*Coordinate annotation records:*
▬▬▬▬▬▬
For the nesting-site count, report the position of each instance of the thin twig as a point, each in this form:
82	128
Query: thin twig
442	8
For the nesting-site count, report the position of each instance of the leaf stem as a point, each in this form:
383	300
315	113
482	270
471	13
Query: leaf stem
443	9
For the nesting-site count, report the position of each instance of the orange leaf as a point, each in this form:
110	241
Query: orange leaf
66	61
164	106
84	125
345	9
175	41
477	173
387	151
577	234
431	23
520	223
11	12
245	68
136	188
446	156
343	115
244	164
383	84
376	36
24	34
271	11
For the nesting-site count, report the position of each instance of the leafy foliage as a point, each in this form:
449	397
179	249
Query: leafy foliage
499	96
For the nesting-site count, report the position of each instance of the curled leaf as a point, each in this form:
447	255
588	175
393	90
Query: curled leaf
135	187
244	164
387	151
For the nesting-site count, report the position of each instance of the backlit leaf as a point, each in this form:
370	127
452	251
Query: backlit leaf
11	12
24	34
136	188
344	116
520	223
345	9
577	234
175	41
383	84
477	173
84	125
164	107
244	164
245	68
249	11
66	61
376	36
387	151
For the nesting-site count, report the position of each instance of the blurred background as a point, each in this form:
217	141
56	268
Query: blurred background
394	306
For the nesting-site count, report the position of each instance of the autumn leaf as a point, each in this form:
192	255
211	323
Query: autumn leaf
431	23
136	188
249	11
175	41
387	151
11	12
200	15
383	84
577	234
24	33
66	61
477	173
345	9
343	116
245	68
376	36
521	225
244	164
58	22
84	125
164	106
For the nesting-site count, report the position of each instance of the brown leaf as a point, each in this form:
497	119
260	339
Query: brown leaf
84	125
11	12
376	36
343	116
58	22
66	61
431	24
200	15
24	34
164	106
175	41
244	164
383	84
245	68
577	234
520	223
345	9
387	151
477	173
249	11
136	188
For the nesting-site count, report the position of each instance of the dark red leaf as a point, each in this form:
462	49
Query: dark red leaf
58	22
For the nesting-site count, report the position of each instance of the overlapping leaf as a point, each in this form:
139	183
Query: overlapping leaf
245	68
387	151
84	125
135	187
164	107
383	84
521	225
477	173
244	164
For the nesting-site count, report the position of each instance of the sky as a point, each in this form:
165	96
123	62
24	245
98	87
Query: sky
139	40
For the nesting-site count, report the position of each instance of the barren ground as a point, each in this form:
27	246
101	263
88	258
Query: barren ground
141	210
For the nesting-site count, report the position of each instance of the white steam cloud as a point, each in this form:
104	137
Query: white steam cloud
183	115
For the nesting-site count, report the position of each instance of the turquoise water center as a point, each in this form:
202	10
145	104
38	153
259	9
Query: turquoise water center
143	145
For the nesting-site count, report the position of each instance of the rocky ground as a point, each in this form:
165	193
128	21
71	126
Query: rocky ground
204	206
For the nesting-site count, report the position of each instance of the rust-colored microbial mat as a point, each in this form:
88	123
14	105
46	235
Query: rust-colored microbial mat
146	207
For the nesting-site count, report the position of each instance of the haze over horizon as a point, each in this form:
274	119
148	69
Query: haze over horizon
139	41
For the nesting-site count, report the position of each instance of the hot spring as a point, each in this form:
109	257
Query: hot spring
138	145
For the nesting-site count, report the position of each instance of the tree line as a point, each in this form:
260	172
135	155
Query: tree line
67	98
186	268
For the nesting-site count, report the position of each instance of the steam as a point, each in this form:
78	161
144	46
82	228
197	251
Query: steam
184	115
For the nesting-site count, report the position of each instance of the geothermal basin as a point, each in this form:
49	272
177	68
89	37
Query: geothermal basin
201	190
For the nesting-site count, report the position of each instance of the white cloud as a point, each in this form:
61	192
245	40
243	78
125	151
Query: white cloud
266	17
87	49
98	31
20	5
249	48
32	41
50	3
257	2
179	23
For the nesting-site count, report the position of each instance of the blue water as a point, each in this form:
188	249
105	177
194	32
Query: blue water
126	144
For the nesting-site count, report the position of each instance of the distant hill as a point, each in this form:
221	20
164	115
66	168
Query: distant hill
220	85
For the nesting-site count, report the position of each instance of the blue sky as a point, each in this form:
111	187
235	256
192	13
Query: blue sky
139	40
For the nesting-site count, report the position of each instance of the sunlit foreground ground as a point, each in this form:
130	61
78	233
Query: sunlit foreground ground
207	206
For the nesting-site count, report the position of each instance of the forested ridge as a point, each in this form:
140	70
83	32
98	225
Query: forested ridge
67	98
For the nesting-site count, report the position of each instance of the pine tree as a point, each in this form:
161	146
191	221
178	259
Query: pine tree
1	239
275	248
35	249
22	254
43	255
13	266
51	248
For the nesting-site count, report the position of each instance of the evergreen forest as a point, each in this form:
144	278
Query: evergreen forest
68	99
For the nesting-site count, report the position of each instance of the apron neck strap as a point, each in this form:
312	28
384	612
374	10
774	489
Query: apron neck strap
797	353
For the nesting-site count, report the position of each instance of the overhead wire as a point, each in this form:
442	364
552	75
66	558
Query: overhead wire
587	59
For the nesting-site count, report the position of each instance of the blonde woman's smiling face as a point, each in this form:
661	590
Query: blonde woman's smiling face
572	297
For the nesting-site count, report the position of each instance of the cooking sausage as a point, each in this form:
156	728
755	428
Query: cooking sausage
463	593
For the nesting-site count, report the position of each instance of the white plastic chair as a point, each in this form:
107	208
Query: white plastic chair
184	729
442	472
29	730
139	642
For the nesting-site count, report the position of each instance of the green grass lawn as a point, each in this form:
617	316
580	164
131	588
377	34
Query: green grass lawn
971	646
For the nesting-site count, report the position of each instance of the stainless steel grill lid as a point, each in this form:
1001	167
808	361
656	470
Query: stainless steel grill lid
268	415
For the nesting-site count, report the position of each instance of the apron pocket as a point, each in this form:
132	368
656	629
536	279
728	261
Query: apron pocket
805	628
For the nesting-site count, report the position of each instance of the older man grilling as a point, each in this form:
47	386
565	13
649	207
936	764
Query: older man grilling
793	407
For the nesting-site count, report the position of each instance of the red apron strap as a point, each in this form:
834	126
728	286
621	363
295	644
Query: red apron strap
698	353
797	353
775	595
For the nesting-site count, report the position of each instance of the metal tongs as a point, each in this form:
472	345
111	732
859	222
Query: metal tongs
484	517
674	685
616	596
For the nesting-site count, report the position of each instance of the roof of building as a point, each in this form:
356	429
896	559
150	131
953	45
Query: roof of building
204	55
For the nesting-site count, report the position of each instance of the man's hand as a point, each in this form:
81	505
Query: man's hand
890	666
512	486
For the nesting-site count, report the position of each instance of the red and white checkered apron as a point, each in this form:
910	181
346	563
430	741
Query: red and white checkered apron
▬▬▬▬▬▬
*Problem to solve:*
Repeat the preceding lines exactly, please, every one of them.

*Answer to the problem:*
For the nesting-site count, report the position of each instance of the thin twig as a point, each in this form:
82	128
Query: thin twig
442	8
For the nesting-site count, report the position of each instance of the leaf stem as a point, each in this form:
383	300
315	113
482	270
471	13
Query: leaf stem
443	9
For the nesting-site count, report the position of each instance of the orange leaf as a point, each in this form:
110	241
Query: orange leaf
66	61
164	106
84	125
345	9
175	41
477	173
387	151
577	234
431	23
520	223
11	12
245	68
136	188
446	156
343	115
244	164
383	84
376	36
24	34
271	11
For the nesting-site count, report the position of each instance of the leafy foliage as a point, each in this form:
449	397
179	249
Query: leafy foliage
499	96
For the nesting-site count, report the position of each instance of the curled leaf as a point, each in this form:
447	255
588	175
393	90
Query: curled leaf
135	187
244	164
387	151
For the nesting-site count, report the position of each instance of the backlit leaf as a point, each in this form:
370	127
452	251
Query: backlit leaf
11	12
24	34
136	188
344	116
520	223
345	9
577	234
175	41
383	84
477	173
84	125
164	107
244	164
245	68
249	11
66	61
376	36
387	151
For the nesting-site count, report the position of each instance of the blurred background as a point, each in this form:
217	141
56	268
Query: blurred background
394	306
For the nesting-site count, report the position of each instance of the autumn leaf as a point, each in this form:
192	255
211	323
Query: autumn leaf
431	23
136	188
249	11
175	41
387	151
11	12
200	15
383	84
577	234
24	33
66	61
477	173
345	9
343	116
245	68
376	36
521	225
244	164
58	22
84	125
164	106
For the nesting-site count, report the position of each instance of the brown leaf as a point, each in this form:
497	119
260	339
Query: brown leaf
84	125
11	12
376	36
343	116
58	22
66	61
431	24
200	15
24	34
164	106
175	41
244	164
383	84
245	68
577	234
520	223
345	9
387	151
477	173
249	11
136	188
For the nesting-site count, report the position of each instance of the dark red leaf as a point, each in this form:
462	49
Query: dark red leaf
58	22
For the nesting-site count, report the position of each instance of the overlapping leaf as a point, each in this form:
139	183
Query: overlapping leaf
245	68
387	151
84	125
135	187
164	107
383	84
521	225
477	173
244	164
For the nesting-site count, report the position of each instance of the sky as a point, each in this form:
165	96
123	62
24	245
98	87
Query: sky
139	40
For the nesting-site count, report the position of each instance of the barren ground as a point, each in this form:
27	246
101	263
88	258
Query: barren ground
141	210
For the nesting-site count, report the position of each instance of the white steam cloud as a point, each in this form:
104	137
Query: white steam cloud
183	115
For the nesting-site count, report the position of each instance of the turquoise water center as a point, each in this form:
202	10
145	104
38	153
259	9
Query: turquoise water center
143	145
For the nesting-site count, report the position of each instance of the rocky ground as a point, each in this form:
165	193
128	21
71	126
Query: rocky ground
204	206
For the nesting-site count, report the position of each instance of the rust-colored microbial mat as a point, each in this form:
88	123
14	105
46	235
Query: rust-colored microbial mat
146	207
For the nesting-site count, report the position of each instance of the haze over horizon as a point, each in this form:
274	119
148	69
Query: haze over horizon
139	41
For the nesting-site count, report the position of each instance of the hot spring as a point, each in this form:
109	257
Query: hot spring
138	145
For the nesting-site count, report the position of each instance of the tree line as a point, each in this form:
260	172
135	155
Query: tree line
67	98
186	268
For the nesting-site count, report the position of each instance of the steam as a point, each in this form:
78	161
144	46
82	228
197	251
Query: steam
184	115
For the nesting-site count, report the position of each instance of the geothermal basin as a point, each in this form:
49	272
177	68
89	37
Query: geothermal basin
201	190
For the nesting-site count, report the position of each instance of the white cloud as a point, each in this form:
61	192
245	40
243	78
125	151
Query: white cloud
266	17
87	49
98	31
20	5
249	48
32	41
50	3
257	2
179	23
For the nesting-site count, report the position of each instance of the blue water as a point, each in this form:
188	249
105	177
194	32
Query: blue water
126	144
For the nesting-site count, report the position of each instance of the distant hill as a point, each in this form:
221	20
164	115
66	168
Query: distant hill
220	85
For the nesting-site count, report the position of each instance of the blue sky as a point, each in this form:
111	187
235	256
192	13
Query: blue sky
139	40
For the nesting-site count, report the position of each instance of the sunlit foreground ground as a point, each in this form:
130	61
78	233
Query: sunlit foreground ground
207	206
For the nesting-site count, report the position of each instance of the forested ridge as a point, each in this form:
140	70
83	32
98	225
Query: forested ridge
67	98
For the nesting-site count, report the position of each instance of the pine tree as a point, each in this form:
161	146
191	221
178	259
Query: pine tree
1	239
275	248
35	249
22	254
43	255
13	266
51	248
For the nesting-site count, report the position of each instance of the evergreen forest as a point, each in this form:
144	278
Query: evergreen forest
68	99
For the nesting-site count, report the position of each instance of the apron neck strap as a point, each in this form:
312	28
384	612
374	10
774	489
Query: apron neck strap
797	353
For the nesting-site count, report the position of each instance of the overhead wire as a point, each in this form:
442	364
552	75
66	558
Query: overhead wire
587	59
For the nesting-site count, report the position of each instance of the blonde woman's smiling face as a point, each in this form:
661	590
Query: blonde woman's smiling face
572	297
For the nesting-site count, report the position of each instance of the cooking sausage as a point, each in this form:
156	728
755	428
Query: cooking sausage
463	593
For the nesting-site count, report the position of each instance of the white plastic chair as a point, each in this form:
107	208
Query: white plastic chair
184	729
442	472
29	730
139	642
For the nesting-site count, report the position of each instance of the green grass lawn as a point, each in this form:
617	316
580	164
131	588
377	34
Query: green grass lawn
971	646
For the nesting-site count, report the position of each instance of the stainless steel grill lid as a point, each in this form:
1001	167
808	361
656	470
Query: stainless steel grill lid
268	415
For the nesting-site count, report the position of each instance of the apron pocket as a point, each in this form:
132	368
656	629
536	279
728	261
Query: apron pocket
805	628
For the nesting-site count, report the position of each instance of the older man grilling as a point, each in this form:
47	386
565	13
649	207
936	764
Query: older man grilling
793	407
For the nesting-site count, report the position of each instance of the red apron strap as a point, each in this form:
834	126
728	286
621	363
295	644
Query: red apron strap
698	353
797	353
775	595
For the nesting-site count, report the position of each instance of the metal tongs as a point, each in this form:
472	345
111	732
859	222
Query: metal tongs
484	517
674	685
616	596
For the nesting-site count, report the position of each instance of the roof of building as a point, each in this form:
356	429
896	559
150	131
953	45
Query: roof of building
204	55
For the nesting-site count, report the position of each instance of the man's hand as a point, each in this form:
81	505
Query: man's hand
890	666
512	486
For the nesting-site count, report the position of each instance of the red and white checkered apron as a point, each in this form:
910	181
346	563
430	741
Query: red and white checkered apron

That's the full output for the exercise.